Exercise objective – Please pick out every line of the data that contains the string "mirror". Case matters.

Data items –

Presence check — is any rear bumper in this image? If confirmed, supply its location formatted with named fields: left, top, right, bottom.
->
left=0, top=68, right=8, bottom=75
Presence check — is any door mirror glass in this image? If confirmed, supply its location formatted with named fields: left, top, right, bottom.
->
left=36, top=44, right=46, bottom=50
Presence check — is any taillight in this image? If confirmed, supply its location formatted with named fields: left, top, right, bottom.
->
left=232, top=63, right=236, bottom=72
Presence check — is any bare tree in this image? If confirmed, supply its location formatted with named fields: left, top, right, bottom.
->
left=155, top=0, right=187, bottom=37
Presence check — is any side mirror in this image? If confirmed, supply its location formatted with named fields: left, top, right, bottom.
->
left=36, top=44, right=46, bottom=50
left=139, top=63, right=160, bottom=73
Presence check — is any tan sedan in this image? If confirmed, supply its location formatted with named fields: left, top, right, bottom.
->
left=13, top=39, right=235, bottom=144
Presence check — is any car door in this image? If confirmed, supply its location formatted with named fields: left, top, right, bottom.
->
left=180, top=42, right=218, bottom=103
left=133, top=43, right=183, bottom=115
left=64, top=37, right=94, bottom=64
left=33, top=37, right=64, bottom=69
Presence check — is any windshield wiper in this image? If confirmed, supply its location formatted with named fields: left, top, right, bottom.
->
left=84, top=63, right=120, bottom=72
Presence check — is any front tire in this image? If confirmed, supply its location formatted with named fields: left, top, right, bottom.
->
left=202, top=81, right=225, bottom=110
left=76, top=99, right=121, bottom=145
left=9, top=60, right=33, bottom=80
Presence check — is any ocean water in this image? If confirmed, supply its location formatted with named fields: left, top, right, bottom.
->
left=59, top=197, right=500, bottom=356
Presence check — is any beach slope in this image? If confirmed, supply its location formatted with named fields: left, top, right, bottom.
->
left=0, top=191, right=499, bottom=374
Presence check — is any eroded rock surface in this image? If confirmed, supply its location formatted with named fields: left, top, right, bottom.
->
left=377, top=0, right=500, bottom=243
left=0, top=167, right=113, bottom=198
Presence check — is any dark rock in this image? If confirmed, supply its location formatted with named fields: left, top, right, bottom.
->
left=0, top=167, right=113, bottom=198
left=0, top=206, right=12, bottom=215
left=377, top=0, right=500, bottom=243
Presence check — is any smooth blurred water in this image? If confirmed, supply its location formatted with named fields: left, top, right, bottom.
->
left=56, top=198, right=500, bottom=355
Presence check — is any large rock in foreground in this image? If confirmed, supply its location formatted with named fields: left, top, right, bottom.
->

Result of the exercise –
Presence check — is any door mirror glass in this image? If confirmed, supply its location formatted with named fields: left, top, right, bottom.
Presence check — is any side mirror in this image? If confirmed, supply its location formatted with named fields: left, top, right, bottom.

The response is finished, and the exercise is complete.